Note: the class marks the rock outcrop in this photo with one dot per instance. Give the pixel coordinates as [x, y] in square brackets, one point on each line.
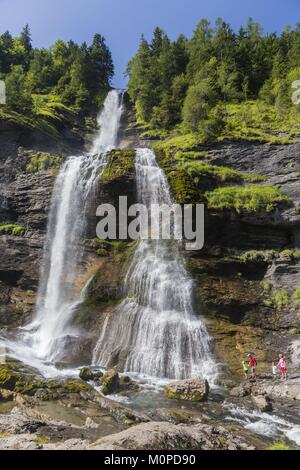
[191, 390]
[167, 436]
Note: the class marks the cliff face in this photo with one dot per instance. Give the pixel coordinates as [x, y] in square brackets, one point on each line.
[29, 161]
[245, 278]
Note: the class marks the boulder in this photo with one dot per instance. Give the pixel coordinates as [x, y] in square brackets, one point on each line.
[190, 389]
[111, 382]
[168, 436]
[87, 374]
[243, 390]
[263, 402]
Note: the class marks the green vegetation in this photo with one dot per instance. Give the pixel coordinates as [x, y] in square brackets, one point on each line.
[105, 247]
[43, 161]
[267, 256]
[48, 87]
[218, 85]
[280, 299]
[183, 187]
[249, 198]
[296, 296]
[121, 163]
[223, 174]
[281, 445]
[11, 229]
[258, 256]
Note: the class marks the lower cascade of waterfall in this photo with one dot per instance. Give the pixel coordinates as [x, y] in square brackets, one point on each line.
...
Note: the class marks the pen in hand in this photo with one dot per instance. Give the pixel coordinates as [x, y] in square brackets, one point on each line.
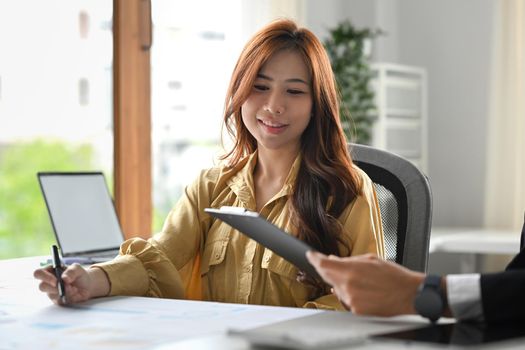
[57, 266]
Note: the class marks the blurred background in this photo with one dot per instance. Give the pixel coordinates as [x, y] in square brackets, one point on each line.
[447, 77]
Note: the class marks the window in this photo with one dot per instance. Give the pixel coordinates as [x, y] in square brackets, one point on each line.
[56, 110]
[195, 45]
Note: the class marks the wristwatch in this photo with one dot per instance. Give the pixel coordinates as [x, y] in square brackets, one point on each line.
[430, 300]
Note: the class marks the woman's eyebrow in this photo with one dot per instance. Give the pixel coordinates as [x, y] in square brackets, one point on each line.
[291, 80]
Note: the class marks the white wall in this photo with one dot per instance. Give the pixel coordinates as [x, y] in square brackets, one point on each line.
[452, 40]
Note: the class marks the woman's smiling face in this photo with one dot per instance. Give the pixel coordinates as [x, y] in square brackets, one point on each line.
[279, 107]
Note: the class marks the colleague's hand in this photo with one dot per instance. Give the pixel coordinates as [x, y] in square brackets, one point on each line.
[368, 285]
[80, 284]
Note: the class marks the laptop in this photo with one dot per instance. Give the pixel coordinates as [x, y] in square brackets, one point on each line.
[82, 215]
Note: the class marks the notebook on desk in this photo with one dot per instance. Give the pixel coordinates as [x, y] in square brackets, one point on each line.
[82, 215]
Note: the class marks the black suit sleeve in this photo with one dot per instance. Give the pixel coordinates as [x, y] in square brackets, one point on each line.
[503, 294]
* * *
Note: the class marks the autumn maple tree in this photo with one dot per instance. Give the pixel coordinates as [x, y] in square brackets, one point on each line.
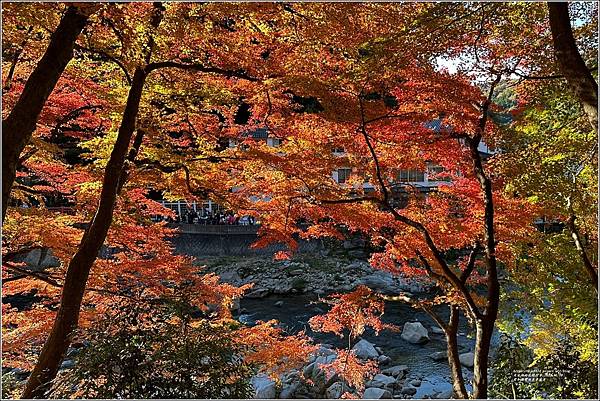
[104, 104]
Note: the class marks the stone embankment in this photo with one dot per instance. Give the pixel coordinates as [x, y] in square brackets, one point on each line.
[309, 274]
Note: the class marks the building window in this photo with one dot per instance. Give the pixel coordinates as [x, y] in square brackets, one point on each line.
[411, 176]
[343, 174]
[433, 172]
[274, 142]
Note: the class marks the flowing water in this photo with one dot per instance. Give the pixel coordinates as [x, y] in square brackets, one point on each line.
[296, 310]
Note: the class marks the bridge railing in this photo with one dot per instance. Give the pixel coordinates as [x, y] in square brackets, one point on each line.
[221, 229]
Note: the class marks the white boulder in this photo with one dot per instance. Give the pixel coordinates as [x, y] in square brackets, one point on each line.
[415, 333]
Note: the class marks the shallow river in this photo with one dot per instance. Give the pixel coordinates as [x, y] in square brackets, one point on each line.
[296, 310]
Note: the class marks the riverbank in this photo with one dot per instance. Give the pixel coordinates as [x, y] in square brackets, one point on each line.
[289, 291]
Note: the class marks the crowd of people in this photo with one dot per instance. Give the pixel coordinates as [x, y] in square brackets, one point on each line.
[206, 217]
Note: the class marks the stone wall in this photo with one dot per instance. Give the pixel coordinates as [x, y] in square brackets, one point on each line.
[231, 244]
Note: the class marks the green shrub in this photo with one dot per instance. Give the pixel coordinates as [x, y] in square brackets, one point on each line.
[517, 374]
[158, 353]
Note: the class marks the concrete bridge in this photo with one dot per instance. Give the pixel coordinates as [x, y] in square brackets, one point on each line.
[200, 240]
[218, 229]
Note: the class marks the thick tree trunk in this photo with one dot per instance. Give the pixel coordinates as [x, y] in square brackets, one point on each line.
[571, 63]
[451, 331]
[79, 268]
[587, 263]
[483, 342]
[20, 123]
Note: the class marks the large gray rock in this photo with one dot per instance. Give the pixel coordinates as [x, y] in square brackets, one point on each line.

What this task involves
Please count the lines of the records above that contain the word "green" and reply with only that number.

Written answer
2